══ DATA EXTRACT ══

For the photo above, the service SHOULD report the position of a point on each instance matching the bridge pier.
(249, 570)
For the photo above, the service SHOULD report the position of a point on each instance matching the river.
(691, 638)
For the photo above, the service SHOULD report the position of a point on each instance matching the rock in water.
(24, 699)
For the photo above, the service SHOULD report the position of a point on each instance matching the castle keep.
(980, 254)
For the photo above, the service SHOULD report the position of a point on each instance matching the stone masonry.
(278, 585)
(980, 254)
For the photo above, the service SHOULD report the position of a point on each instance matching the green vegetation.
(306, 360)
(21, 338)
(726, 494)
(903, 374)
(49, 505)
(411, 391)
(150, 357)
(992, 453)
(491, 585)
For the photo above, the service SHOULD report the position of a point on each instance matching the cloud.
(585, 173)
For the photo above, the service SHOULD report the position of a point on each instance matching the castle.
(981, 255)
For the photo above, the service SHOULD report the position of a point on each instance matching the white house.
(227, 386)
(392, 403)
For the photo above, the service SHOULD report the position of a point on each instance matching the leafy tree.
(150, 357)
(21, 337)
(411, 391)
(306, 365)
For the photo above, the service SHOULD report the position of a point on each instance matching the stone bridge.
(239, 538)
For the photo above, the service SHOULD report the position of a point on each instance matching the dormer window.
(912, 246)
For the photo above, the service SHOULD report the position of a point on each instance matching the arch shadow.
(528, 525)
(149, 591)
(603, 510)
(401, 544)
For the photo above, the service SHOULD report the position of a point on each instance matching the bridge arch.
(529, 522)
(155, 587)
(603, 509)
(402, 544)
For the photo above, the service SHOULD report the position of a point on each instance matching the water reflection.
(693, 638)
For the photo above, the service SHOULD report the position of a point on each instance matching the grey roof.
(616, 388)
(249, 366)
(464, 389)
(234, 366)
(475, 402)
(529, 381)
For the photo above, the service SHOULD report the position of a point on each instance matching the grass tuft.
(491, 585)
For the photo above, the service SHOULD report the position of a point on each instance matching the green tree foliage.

═══

**WHAT THE TASK REQUIRES:** Exact copies of all the records are to be printed.

**TASK RESULT:**
For the photo above, the service SHOULD report the position of a point on each instance matching the bridge pier.
(249, 570)
For the photo above, the service SHOULD report the position of a point on each instance matching the river.
(691, 638)
For the photo above, the service SHOULD report the position of a point on each instance matching the rock in water.
(24, 699)
For the photo above, the service SHOULD report the position of a point on each instance matching the castle keep.
(980, 254)
For the photo above, the service SHOULD report the position of a point on each instance matching the stone masonry.
(278, 585)
(980, 254)
For the photo above, the service SHOULD report the position of a point on each instance matching the green vegetation.
(306, 360)
(21, 338)
(726, 494)
(903, 374)
(49, 505)
(411, 391)
(150, 357)
(992, 453)
(491, 585)
For the photo above, the service SHOULD report the position of a point on each instance matching the cloud.
(585, 173)
For the photo above, the service SHOULD report the position of a point on each instance matching the castle.
(981, 255)
For the photo above, the service SHOULD report the position of a point on each instance matching the white house.
(227, 386)
(392, 403)
For the photo above, the service SHOULD report the position of a point on each instance matching the leafy tree.
(150, 357)
(21, 337)
(411, 391)
(306, 365)
For the photo above, the service SHOULD report the position of a point on each instance matching the stone bridge.
(239, 538)
For the photo above, the service SHOULD report the position of a point on each instance matching the dormer window.
(912, 246)
For the photo above, the service SHOULD report the position of a point on each instance matching the arch shadow.
(528, 525)
(149, 591)
(603, 510)
(401, 544)
For the photo above, the service SHOULD report the position of a point on each instance matching the bridge arch.
(529, 522)
(155, 587)
(603, 509)
(402, 544)
For the photo above, the service SHOULD report the position of a point on each instance matching the water reflection.
(693, 638)
For the photo above, the service SHOULD report the position of a point on each instance matching the grey roof.
(616, 388)
(249, 366)
(464, 389)
(234, 366)
(475, 402)
(529, 381)
For the photo above, the service SHOULD report the position of a point on each instance matching the grass tuft.
(491, 585)
For the photo above, the service SHOULD report the position of a point on each instance matching the green tree foliage.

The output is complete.